Object position labeling entries

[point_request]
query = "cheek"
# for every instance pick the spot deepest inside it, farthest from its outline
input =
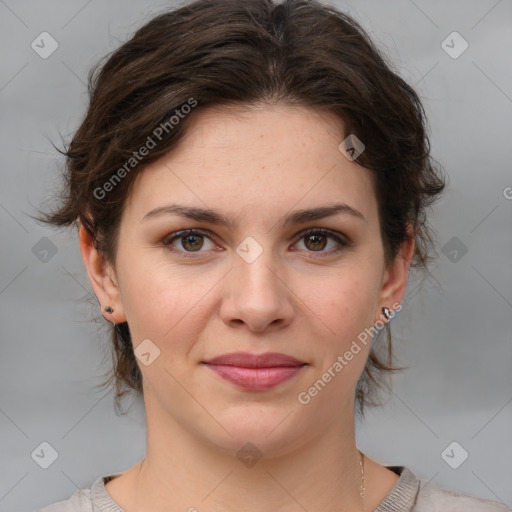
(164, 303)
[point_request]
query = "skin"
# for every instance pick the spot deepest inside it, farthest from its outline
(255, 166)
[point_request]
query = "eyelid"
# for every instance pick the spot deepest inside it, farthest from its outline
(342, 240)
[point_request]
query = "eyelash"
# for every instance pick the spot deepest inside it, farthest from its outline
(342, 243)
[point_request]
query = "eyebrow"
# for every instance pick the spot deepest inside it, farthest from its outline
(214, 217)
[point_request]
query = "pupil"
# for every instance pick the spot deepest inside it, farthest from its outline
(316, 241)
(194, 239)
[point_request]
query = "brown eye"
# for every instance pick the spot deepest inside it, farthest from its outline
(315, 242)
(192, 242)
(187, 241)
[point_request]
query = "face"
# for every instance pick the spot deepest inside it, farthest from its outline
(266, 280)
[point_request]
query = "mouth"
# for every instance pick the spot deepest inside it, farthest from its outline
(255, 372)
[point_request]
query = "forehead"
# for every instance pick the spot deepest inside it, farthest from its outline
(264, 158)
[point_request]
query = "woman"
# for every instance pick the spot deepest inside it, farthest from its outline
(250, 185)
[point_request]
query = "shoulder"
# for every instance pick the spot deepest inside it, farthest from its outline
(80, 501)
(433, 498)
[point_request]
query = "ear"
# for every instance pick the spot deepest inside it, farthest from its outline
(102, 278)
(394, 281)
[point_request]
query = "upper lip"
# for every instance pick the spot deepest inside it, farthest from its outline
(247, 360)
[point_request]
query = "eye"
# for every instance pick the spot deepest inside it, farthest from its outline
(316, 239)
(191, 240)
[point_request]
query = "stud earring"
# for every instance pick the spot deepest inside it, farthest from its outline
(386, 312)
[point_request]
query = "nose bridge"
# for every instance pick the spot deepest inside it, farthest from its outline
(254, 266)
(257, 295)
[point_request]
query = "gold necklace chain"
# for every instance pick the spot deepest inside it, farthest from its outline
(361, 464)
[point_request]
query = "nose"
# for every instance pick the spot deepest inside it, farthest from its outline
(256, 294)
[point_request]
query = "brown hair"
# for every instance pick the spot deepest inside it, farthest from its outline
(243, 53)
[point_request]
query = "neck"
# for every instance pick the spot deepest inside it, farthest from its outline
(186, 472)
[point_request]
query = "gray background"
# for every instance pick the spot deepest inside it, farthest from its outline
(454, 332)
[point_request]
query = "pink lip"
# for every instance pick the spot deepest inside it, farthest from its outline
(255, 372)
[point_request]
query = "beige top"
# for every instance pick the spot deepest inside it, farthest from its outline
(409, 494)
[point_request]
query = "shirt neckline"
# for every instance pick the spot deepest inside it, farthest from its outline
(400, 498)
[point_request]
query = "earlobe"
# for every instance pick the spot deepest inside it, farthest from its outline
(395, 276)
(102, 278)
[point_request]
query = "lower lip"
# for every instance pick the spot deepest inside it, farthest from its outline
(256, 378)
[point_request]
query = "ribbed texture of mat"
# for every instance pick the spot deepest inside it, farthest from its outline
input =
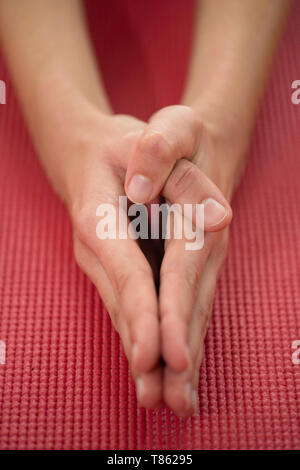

* * *

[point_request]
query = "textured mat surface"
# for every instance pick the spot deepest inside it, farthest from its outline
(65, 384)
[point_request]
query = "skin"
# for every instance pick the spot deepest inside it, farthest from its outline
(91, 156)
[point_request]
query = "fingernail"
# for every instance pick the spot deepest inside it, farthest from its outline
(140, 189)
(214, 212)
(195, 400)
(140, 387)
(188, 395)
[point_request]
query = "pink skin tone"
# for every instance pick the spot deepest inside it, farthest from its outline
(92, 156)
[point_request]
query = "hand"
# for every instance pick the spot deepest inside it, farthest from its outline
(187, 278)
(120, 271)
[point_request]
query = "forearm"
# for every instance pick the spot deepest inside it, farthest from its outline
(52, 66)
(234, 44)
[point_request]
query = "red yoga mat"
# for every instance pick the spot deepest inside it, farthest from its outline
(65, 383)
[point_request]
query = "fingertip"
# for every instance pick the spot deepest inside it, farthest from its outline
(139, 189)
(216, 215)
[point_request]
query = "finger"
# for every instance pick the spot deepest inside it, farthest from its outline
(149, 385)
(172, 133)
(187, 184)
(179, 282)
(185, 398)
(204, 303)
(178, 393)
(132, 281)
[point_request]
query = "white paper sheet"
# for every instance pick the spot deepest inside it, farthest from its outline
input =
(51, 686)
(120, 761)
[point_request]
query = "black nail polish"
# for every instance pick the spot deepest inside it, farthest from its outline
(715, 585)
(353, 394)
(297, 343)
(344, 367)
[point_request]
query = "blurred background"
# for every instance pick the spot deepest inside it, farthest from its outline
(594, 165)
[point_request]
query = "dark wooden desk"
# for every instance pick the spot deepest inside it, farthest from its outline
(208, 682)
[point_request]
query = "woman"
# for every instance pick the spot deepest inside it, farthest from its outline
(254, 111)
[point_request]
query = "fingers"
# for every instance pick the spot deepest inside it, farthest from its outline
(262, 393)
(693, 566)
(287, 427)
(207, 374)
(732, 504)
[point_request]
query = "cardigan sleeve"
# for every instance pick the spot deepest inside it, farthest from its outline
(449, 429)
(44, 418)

--

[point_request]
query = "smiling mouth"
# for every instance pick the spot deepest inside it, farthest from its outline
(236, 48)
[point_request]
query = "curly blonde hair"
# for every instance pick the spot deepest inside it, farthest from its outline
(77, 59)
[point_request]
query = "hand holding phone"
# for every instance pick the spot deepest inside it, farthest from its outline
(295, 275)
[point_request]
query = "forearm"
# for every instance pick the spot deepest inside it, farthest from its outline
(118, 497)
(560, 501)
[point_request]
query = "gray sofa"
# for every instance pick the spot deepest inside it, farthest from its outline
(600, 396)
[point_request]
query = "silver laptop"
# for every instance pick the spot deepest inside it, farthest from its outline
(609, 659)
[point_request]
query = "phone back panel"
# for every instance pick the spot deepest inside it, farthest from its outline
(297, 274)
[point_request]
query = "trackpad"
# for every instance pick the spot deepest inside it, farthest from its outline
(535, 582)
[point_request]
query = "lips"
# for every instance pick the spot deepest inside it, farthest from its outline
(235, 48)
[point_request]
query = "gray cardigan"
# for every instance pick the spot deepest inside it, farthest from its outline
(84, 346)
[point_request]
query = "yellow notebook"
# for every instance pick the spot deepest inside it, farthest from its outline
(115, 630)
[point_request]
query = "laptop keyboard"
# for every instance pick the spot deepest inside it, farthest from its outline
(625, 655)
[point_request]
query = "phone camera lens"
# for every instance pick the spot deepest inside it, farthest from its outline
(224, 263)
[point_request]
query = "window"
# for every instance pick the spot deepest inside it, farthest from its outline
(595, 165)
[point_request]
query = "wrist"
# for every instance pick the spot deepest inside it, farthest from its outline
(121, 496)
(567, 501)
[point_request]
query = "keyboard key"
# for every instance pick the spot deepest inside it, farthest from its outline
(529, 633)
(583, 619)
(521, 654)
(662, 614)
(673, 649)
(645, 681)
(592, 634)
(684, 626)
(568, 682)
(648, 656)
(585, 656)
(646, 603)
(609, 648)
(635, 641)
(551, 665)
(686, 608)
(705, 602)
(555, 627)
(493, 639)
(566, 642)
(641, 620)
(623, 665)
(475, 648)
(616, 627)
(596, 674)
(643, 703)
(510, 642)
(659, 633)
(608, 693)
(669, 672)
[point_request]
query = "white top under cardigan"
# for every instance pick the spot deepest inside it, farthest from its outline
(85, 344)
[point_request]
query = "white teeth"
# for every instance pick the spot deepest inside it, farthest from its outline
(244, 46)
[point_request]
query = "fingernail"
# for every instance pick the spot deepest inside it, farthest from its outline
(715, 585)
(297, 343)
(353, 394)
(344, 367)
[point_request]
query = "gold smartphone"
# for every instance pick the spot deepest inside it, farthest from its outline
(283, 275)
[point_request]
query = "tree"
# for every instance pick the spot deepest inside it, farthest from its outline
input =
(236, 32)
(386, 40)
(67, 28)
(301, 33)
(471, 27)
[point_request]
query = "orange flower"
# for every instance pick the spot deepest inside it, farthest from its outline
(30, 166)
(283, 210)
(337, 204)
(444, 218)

◆ WHAT THE EXERCISE ASKS
Return every line in the material above that contains the word "gold".

◆ THE SOLUTION
query = "gold necklace chain"
query = "gold smartphone"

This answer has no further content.